Continue the Elena of Avalor character list after the entry on Naomi Turner.

• _DOCUMENT EXTRACT_:
★ ★ ★ ★

Elena of Avalor is an American  franchise created by Disney Junior in 2016.

Main
Main characters recurring across all Elena of Avalor franchise media

Princess Elena Castillo Flores (Aimee Carrero) is the 16-year-old, later 17-year-old, later 18-year-old then twenty year old Crown Princess of Avalor who is the daughter of King Raul and Queen Lucia. She has difficulty taking advice and often does things she wants to do without listening to others. When she was trapped inside a magical amulet by Shuriki following her parents' premature death, she gained the ability to make her royal scepter glow, she can also see spirit animals and ghosts for the Day of the Dead every November. In "The Magic Within", she gains new magical powers after falling into a well of Takaina, which channel through her emotions. Elena is one of the princesses in the Disney World that can do fights, acrobatics, and a very hard technique-kip up. Some of her abilities include:
Channeling magic through her scepter
Fencing
Flexibility, advanced acrobatic (a kip up during "Princess Knight" training, a leg split, and some rolls in several episodes)
Basic combat skills
Princess Isabel Castillo Flores (Jenna Ortega) is the younger sister of Princess Elena who is also an inventor. Both are the daughters of the late King Raul and Queen Lucia. Isabel is very smart and brave, and assists her sister when she needs it.

Zuzo (Keith Ferguson) is a mysterious and wily spirit fox that acts as a link between the human and spirit worlds. In "A Day to Remember", it is shown that Elena can call him by saying his name.

Naomi Turner (Jillian Rose Reed) is a girl who is Elena's best friend, the daughter of Captain Turner, and a member of Elena's Grand Council. In "The Last Laugh", Naomi leaves Avalor to become a sailor, but returns in "Giant Steps". In the finale, Naomi becomes Elena's new chancellor.

★ ★ ★ ★

• _DATA SUPPLIED_:
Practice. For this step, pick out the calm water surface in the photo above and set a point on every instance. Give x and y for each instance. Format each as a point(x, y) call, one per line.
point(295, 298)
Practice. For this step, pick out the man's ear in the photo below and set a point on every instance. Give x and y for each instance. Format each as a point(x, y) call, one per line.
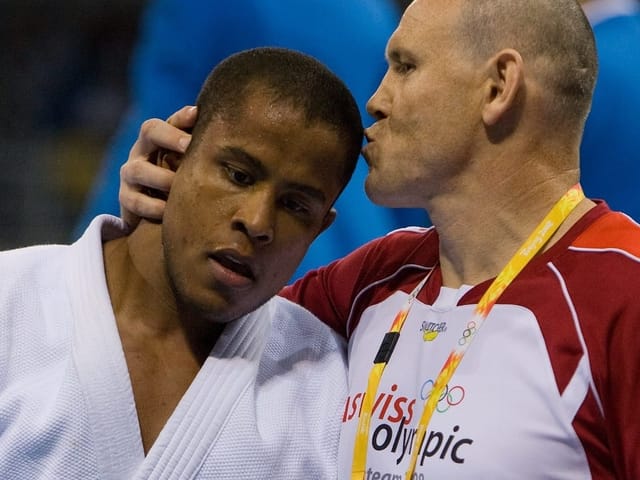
point(328, 219)
point(505, 80)
point(169, 159)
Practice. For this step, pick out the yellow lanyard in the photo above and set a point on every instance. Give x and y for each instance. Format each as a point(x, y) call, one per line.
point(527, 251)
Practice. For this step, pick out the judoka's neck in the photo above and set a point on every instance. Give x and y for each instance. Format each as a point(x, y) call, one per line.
point(142, 298)
point(164, 347)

★ ★ ★ ★

• _WRITTEN REPLY_:
Jaquins are a race of creatures that resemble jaguars with the wings and feathers of macaws. They come from the realm of Vallestrella where they train to help guard Avalor from various threats.
 Skylar (Carlos Alazraqui) is a fun-loving male Jaquin and the son of King Verago. He loves to play and seems to not take anything seriously. Whenever Elena needs help he will always be near.
 Migs (Chris Parnell) is a practical male Jaquin, who succeeds Zephyr as Chief of the Jaquins of Avalor. He is easily annoyed by his friends' antics.
 Luna (Yvette Nicole Brown) is a loud and brash female Jaquin who joined the guard. She is also a rebel which often gets her into trouble.
Gabe Núñez (Jorge Diaz) is Elena's close friend and captain of the Royal Guard, which he joined on the day that Elena became crown princess. His parents are bakers. In the book Elena of Avalor: The Essential Guide, it was revealed that Gabe has a secret crush on Elena.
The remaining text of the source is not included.